September 6, 2023 • Bobby L. Daniels Jr.
Category: Legal Updates
On August 25, 2023, the National Labor Relations Board (the “NLRB”) released its long awaited Cemex Construction Materials Pacific (“Cemex”) decision. See NLRB Case No. 28-CA-230115. The crux of the Cemex case revolved around how to hold election procedures when an employer has allegedly committed unfair labor practices during the “critical period” of an election campaign between the filing of the election petition and the election itself. The NLRB responded to that question by instituting a framework that hearkens back to the Joy Silk standard used over 50 years ago, which required employers to bargain with a union unless it had a good-faith doubt of the union’s majority support among employees.
The new framework requires that when a union requests recognition, an employer must either agree to bargain with the union or promptly file an RM petition challenging, (1) whether the union has majority support; or (2) whether there is an appropriate bargaining unit. Further, under this new framework, if an employer who seeks a secret-ballot election commits any unfair labor practices – no matter how insubstantial or unintentional – the RM election petition would be dismissed. And important here, instead of the NLRB re-running the election, the employer will be ordered to recognize and bargain with the union. Before this decision, absent findings of serious unfair labor practices, milder unfair labor practices during the critical period would result in a re-run. However, the Cemex decision now says otherwise.

## BRIEF A
Write out the passage of the article on the Cemex decision starting with "Category: Legal Updates" and going on through "support among employees.".
## BRIEF B
List every term that the article on the Cemex decision places in quotation marks.
The lines after this point come from a separate source.

## RECORDED DATA
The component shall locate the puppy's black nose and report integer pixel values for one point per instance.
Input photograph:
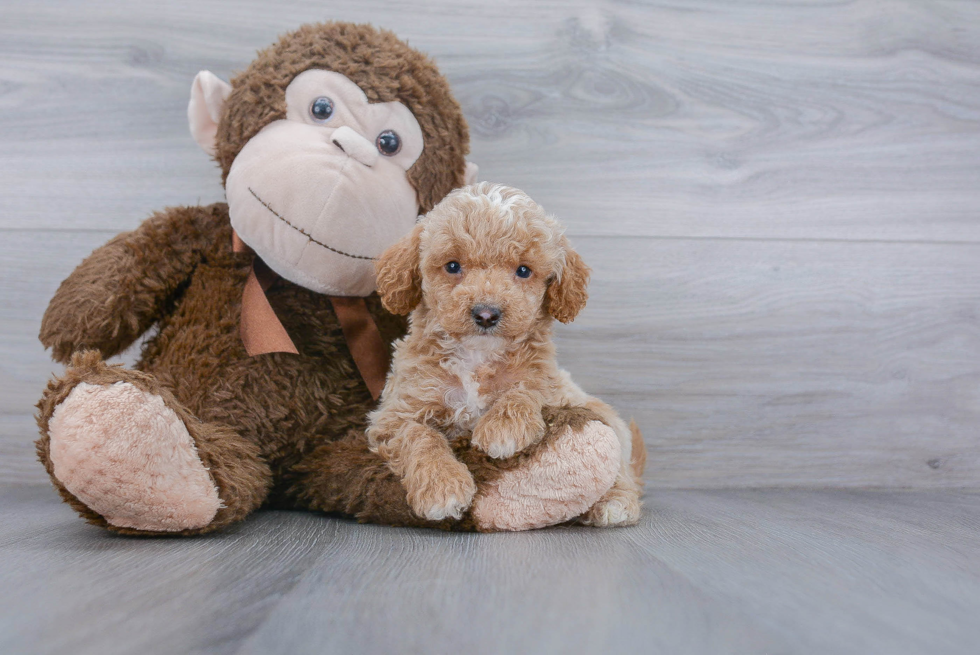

## EXERCISE OUTPUT A
Category: Legal Updates
On August 25, 2023, the National Labor Relations Board (the “NLRB”) released its long awaited Cemex Construction Materials Pacific (“Cemex”) decision. See NLRB Case No. 28-CA-230115. The crux of the Cemex case revolved around how to hold election procedures when an employer has allegedly committed unfair labor practices during the “critical period” of an election campaign between the filing of the election petition and the election itself. The NLRB responded to that question by instituting a framework that hearkens back to the Joy Silk standard used over 50 years ago, which required employers to bargain with a union unless it had a good-faith doubt of the union’s majority support among employees.

## EXERCISE OUTPUT B
NLRB
Cemex
critical period